- [SELECTED TEXT]
* start *
Zero-shot Computer Vision - Draft Outline #43

mmhamdy · 2023-10-22T21:14:07Z

This is an early draft outlining the Zero-shot Computer Vision chapter. Below I'll give a brief overview of the chapter content.
There is also a presentation slides for the main concepts with some (little😃) details available.

🔹 Introduction

This section will basically lay the ground for the rest of the chapter. Each subsection was initially a section of its own, but then we thought that it would be better to merge them together under one heading.

On Generalization
Zero-shot Learning (ZSL), History and Definitions
Comparison With Other Techniques: This part aims to differentiate between zero-shot learning and some other methods such as Open Set Recognition (OSR), Domain Adaptation, and Out of Distribution (OOD) Detection
Relationship with Transfer Learning: This part discusses how is zero-shot learning related to transfer learning, and differentiates between homogeneous and heterogeneous transfer learning. this will only discuss parts related to ZSL as there is already a transfer learning chapter.

🔹 Side Box: How Humans Recognize New Objects

This is a collapsable box for the interested reader about how humans are good at identifying new unseen objects and why this is not the same for machines.

🔹 Zero-shot Learning methods

Attributes and Descriptors: Discusses what are attributes and why the a need for them in ZSL.
Visual and Semantic Spaces: Discusses different embedding spaces for the visual and semantic data.
ZSL Baselines: Discusses the Directed Attribute Prediction (DAP) algorithm as a baseline for ZSL.
ZSL Algorithms: Discusses some selected zero-shot learning algorithms such as Embarrassingly Simple Zero-Shot Learning (ESZSL), Deep Visual-Semantic Embedding (DeViSE), Attribute Label Embedding (ALE), Structured Joint Embedding (SJE), and Semantic Autoencoder (SAE)
ZSL Benchmarks: Dicusses some ZSL benchmarks such as Animals with Attributes2 (AWA2), Caltech-UCSDBirds 200-2011 (CUB), Attribute Pascal and Yahoo (aPY), and Sun attribute database (SUN).
* end *
- [INSTRUCTIONS]
**a.** For the zero-shot computer vision outline, decide whether each statement agrees with it. Answer yes or no for each and quote the words of the outline that settle it.
(i) The subsections of the Introduction were at first separate sections.
(ii) The part on transfer learning will cover transfer learning in full.
(iii) The side box explains why machines identify new unseen objects better than humans.
**b.** Please rewrite the part of the zero-shot computer vision outline that opens with the words containing "ZSL Baselines: Discusses" and closes with "attribute database (SUN).", changing "Directed Attribute Prediction" to "Direct Attribute Prediction".
**c.** Summarize the zero-shot computer vision outline in two sentences.

- [GIVEN MATERIAL]
* start *
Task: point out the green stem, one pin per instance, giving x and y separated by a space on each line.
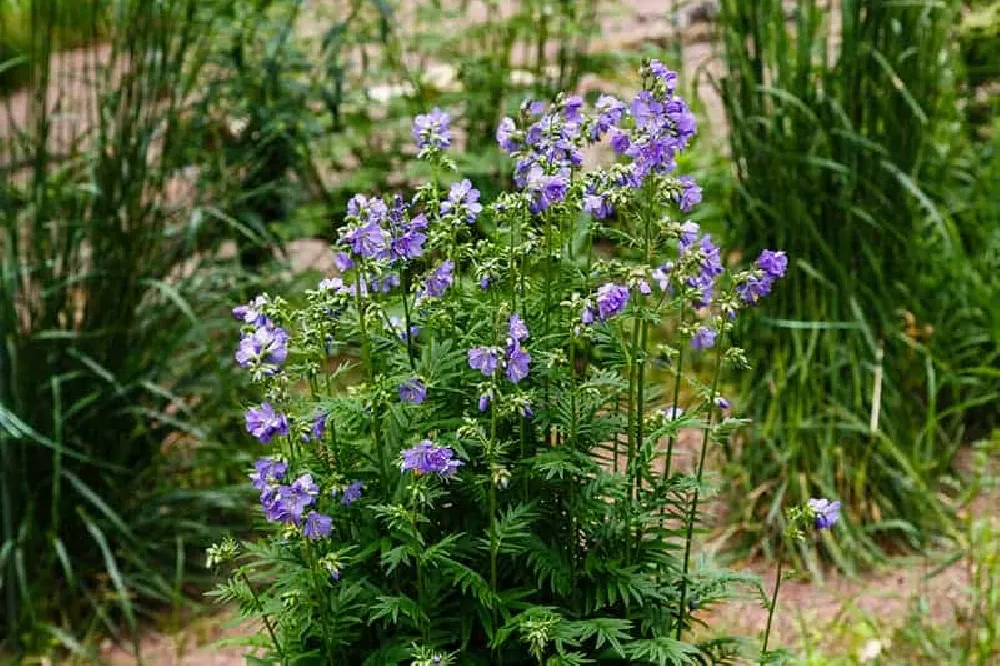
* end *
- [RESPONSES TO THE EXERCISE]
**a.**
(i) Yes: "Each subsection was initially a section of its own"
(ii) No: "this will only discuss parts related to ZSL as there is already a transfer learning chapter."
(iii) No: "how humans are good at identifying new unseen objects and why this is not the same for machines."

**b.**
ZSL Baselines: Discusses the Direct Attribute Prediction (DAP) algorithm as a baseline for ZSL.
ZSL Algorithms: Discusses some selected zero-shot learning algorithms such as Embarrassingly Simple Zero-Shot Learning (ESZSL), Deep Visual-Semantic Embedding (DeViSE), Attribute Label Embedding (ALE), Structured Joint Embedding (SJE), and Semantic Autoencoder (SAE)
ZSL Benchmarks: Dicusses some ZSL benchmarks such as Animals with Attributes2 (AWA2), Caltech-UCSDBirds 200-2011 (CUB), Attribute Pascal and Yahoo (aPY), and Sun attribute database (SUN).

**c.** The zero-shot computer vision outline is an early draft of a chapter that opens with an Introduction covering generalization, the history and definitions of zero-shot learning, its comparison with other techniques, and its relationship with transfer learning. It also plans a side box on how humans recognize new objects and a section on zero-shot learning methods that covers attributes, visual and semantic spaces, baselines, algorithms, and benchmarks.